**Aim**.
Put the lines of the records below into a Markdown table with the columns No. and Line. Start at the line that contains "Q: What bounding box encloses the garage ceiling", continue through the line that contains "[230, 16, 264, 21]", and leave out any blank lines.

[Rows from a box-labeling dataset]

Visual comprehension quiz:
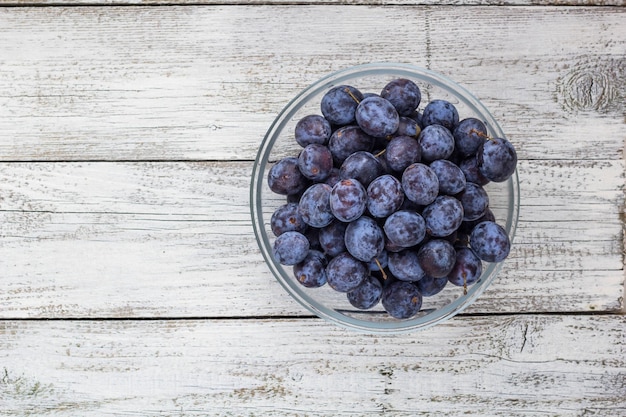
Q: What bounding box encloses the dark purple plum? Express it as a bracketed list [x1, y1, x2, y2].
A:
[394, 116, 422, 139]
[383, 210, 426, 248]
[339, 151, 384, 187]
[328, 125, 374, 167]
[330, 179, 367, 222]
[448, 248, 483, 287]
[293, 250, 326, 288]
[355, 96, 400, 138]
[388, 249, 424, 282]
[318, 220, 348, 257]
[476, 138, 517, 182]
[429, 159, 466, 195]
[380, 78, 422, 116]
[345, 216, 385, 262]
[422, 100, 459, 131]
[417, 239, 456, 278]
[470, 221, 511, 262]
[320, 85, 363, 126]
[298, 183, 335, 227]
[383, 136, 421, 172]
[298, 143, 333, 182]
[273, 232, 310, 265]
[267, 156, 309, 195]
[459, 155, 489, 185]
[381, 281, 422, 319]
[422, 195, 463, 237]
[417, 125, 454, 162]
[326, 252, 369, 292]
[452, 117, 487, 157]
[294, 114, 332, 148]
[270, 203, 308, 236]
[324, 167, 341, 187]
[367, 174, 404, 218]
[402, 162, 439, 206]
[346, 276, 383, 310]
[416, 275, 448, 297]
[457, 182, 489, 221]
--
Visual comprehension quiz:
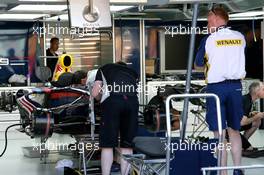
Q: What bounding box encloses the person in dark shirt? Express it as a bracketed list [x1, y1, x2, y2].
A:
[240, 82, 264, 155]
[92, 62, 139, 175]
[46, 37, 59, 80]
...
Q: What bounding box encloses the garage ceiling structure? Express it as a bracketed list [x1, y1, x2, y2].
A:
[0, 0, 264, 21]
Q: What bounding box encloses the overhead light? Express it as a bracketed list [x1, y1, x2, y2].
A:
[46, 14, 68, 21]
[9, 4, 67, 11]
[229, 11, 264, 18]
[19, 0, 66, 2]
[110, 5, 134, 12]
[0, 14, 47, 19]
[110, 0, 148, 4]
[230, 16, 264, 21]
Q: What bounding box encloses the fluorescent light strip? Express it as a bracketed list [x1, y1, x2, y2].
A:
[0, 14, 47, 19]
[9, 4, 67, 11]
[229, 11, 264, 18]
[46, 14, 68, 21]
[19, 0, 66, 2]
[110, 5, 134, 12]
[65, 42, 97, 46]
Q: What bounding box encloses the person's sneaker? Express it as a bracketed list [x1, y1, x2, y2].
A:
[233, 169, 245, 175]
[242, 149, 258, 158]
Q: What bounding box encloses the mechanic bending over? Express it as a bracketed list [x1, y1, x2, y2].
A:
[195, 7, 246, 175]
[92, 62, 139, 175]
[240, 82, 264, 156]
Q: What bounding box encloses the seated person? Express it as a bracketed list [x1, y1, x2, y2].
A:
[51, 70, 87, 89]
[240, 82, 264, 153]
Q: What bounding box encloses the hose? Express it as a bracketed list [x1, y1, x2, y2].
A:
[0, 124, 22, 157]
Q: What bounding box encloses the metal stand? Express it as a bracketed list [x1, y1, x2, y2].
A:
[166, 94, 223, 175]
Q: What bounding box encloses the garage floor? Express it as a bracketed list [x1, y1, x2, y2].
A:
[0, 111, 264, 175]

**Completed exercise**.
| No. | Line |
|---|---|
| 1 | Q: What bounding box encloses the garage ceiling structure? Express it as a bracketed list [x1, y1, x2, y2]. |
| 2 | A: |
| 3 | [0, 0, 264, 21] |
| 4 | Q: What bounding box encloses the overhead light? Express it as a bracketed list [x1, y1, x2, y2]. |
| 5 | A: |
| 6 | [46, 14, 68, 21] |
| 7 | [9, 4, 67, 11] |
| 8 | [229, 11, 264, 18] |
| 9 | [19, 0, 66, 2] |
| 10 | [110, 5, 134, 12] |
| 11 | [0, 14, 47, 19] |
| 12 | [110, 0, 148, 4] |
| 13 | [230, 16, 264, 21] |